Rewrite the lines from the one containing "Find the electricity" through the one containing "[0,401,124,455]", changing "bare shrub" to "leafless bush" and leaving everything else as it is.

Items from a labeling collection
______
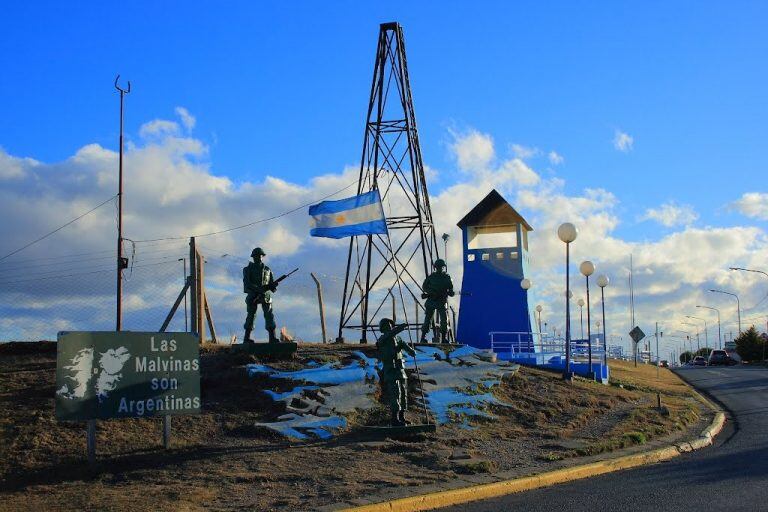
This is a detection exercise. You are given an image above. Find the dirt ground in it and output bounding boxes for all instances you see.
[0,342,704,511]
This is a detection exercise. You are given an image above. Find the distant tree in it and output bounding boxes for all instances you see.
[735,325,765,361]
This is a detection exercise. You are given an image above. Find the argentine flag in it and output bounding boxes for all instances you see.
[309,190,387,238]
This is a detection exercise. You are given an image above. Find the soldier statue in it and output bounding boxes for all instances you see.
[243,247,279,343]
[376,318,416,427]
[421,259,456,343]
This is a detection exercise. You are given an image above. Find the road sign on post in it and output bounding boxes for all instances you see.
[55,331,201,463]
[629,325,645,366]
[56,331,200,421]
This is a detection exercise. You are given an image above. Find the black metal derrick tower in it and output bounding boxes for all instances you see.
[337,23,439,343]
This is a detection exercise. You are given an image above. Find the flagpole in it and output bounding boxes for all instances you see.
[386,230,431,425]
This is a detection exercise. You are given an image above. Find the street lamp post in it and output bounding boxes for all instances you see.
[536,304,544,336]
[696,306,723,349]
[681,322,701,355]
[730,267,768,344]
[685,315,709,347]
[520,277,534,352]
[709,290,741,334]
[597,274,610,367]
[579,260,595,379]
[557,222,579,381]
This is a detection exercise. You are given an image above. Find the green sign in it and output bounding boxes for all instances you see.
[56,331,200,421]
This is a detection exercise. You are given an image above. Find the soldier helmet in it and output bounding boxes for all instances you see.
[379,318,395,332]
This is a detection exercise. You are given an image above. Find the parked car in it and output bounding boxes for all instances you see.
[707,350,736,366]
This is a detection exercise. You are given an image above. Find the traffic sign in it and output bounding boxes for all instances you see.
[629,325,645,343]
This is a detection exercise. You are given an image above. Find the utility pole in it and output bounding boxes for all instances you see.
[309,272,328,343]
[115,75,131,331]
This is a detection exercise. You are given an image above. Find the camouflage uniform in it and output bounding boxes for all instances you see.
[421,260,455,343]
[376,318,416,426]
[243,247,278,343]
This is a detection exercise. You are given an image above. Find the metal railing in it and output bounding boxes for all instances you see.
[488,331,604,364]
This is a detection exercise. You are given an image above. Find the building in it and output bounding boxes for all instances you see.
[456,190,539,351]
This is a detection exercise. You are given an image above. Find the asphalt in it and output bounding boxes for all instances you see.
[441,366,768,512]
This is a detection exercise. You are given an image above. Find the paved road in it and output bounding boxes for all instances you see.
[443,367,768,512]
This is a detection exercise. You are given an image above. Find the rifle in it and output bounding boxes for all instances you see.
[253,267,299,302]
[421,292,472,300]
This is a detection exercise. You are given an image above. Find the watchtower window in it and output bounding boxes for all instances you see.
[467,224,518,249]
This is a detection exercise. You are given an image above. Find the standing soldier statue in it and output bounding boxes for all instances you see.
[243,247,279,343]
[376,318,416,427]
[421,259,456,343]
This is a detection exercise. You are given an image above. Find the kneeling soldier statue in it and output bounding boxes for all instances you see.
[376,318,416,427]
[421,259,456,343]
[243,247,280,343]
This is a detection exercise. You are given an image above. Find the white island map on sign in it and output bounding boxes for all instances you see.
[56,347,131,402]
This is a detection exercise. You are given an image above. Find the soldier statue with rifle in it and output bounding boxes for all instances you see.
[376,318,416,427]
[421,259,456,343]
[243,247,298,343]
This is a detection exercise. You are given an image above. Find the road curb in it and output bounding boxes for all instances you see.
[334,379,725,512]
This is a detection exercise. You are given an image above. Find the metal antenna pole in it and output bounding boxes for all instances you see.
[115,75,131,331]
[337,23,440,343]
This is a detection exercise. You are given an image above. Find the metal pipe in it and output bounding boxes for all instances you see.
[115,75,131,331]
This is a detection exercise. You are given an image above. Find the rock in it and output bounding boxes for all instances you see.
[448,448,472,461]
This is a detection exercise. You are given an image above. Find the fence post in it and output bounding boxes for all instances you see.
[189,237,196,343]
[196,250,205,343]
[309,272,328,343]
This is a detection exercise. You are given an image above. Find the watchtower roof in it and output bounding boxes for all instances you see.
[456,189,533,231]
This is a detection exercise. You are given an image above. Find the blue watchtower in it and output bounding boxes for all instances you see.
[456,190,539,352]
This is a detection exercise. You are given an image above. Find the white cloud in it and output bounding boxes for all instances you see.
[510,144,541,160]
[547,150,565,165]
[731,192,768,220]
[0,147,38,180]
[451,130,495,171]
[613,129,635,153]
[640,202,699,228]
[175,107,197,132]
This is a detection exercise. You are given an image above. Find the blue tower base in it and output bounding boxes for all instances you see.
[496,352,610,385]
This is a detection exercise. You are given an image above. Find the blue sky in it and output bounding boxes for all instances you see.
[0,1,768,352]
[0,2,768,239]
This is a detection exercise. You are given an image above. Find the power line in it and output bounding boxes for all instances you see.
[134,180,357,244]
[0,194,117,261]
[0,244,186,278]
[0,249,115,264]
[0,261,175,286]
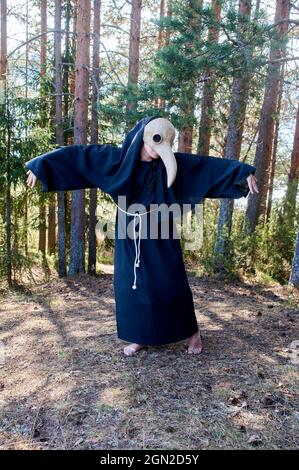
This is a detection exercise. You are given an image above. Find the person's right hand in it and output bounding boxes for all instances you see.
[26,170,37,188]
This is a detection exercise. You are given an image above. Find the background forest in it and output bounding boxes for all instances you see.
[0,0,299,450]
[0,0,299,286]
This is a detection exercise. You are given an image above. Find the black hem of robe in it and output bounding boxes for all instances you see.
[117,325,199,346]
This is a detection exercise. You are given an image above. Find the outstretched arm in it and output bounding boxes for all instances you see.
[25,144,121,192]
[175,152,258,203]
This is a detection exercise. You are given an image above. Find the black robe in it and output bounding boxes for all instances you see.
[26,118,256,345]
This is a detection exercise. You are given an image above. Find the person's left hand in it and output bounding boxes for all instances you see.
______
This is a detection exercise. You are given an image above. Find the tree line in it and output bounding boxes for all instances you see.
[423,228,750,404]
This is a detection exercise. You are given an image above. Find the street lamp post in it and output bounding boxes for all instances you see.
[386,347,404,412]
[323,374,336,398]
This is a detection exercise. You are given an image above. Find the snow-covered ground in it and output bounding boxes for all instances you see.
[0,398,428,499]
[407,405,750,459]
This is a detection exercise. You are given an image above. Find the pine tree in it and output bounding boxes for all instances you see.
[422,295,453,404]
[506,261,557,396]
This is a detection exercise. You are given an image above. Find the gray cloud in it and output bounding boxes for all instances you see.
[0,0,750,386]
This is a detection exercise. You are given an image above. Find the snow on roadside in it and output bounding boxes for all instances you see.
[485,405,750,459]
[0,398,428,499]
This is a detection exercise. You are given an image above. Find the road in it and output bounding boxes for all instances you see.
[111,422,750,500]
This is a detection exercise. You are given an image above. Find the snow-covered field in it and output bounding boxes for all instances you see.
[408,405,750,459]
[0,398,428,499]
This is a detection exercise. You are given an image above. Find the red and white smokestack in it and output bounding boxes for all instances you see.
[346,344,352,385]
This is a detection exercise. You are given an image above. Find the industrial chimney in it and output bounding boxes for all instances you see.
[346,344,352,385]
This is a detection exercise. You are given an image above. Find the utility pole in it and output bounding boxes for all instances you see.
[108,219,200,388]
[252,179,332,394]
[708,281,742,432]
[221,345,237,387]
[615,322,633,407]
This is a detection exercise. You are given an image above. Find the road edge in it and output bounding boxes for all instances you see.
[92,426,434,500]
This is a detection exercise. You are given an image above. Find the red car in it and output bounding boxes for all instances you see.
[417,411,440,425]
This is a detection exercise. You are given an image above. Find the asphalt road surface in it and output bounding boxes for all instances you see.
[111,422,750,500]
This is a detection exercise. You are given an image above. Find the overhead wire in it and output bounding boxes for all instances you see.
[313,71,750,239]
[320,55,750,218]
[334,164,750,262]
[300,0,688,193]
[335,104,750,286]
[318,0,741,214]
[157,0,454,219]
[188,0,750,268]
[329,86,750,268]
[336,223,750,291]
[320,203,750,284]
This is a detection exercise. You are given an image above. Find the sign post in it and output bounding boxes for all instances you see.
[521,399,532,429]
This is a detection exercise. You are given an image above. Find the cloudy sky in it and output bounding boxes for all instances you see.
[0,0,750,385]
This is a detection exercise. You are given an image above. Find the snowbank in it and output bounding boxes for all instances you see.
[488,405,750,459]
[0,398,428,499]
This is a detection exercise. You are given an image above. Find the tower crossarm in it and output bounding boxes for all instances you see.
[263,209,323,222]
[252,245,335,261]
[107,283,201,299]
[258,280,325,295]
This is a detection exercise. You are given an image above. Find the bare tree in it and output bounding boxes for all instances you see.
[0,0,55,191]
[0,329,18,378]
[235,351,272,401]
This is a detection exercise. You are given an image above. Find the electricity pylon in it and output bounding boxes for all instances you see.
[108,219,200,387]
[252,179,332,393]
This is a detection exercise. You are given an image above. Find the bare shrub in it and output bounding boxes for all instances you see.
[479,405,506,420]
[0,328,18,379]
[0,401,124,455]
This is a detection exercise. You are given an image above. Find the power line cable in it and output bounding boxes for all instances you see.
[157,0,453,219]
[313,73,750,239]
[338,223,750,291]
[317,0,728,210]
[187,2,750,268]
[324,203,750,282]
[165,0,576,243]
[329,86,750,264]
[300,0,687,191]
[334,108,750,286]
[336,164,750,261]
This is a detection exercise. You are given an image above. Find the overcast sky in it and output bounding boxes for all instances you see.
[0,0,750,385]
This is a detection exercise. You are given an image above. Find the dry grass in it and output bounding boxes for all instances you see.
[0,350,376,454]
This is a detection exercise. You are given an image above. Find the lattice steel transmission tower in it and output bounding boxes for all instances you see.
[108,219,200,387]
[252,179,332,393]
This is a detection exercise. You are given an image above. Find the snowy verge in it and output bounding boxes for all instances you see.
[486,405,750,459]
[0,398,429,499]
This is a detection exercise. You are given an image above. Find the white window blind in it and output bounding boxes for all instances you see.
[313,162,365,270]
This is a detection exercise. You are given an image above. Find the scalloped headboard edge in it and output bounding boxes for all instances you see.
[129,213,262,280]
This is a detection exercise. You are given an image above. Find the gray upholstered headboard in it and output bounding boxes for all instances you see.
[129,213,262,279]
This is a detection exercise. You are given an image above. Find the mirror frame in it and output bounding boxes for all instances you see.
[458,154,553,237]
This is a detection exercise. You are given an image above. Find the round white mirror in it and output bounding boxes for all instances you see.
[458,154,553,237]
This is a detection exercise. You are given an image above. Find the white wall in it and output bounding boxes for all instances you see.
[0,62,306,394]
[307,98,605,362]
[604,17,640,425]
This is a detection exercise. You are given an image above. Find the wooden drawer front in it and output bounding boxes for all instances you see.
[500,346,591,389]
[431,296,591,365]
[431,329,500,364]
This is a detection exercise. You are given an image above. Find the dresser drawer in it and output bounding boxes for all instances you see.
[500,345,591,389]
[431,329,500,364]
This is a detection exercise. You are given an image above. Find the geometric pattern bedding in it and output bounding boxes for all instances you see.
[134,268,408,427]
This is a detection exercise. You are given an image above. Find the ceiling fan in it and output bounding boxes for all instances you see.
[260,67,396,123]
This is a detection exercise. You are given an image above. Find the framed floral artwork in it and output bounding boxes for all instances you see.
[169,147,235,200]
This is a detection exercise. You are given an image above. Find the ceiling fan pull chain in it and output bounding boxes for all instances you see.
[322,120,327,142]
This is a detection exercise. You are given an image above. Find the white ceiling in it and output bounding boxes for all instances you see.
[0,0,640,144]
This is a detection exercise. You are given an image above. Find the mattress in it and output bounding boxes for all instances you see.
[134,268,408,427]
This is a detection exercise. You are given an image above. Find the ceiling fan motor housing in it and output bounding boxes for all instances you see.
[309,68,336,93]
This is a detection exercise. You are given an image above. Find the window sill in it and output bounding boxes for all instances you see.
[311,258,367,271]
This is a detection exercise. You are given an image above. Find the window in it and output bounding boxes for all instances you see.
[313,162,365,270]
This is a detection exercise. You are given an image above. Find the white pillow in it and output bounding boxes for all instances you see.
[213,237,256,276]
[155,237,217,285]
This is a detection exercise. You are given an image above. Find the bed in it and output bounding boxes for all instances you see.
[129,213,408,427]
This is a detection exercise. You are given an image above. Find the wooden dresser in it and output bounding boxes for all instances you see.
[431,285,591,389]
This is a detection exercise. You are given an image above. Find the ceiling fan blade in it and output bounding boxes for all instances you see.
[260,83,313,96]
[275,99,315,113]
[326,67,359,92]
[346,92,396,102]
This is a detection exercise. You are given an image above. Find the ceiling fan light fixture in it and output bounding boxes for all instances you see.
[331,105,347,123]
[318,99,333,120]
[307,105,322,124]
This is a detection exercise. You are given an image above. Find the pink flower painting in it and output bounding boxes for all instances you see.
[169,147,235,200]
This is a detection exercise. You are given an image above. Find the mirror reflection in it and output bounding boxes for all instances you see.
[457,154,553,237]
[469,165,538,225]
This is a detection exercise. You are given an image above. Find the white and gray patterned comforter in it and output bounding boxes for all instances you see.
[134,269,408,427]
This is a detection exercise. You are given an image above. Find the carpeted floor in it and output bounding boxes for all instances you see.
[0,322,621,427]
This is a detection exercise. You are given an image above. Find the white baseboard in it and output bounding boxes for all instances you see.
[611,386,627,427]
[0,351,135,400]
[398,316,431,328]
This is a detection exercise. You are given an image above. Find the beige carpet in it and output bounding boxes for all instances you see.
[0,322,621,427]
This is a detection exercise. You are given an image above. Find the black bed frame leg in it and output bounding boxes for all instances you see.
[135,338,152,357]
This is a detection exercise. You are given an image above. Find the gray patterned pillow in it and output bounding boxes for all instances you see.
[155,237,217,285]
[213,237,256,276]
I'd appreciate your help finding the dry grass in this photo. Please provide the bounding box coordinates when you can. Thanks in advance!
______
- _Result for this exercise_:
This is a detection exercise. You are given an image above. Find the electricity pylon in it and output bounding boxes for all instances you see.
[108,219,200,387]
[252,179,332,393]
This is a detection exercise. You are given an image above. Find the leafless bush in it and output bounding boxes for all instances you see.
[479,405,506,420]
[0,328,18,379]
[0,401,124,455]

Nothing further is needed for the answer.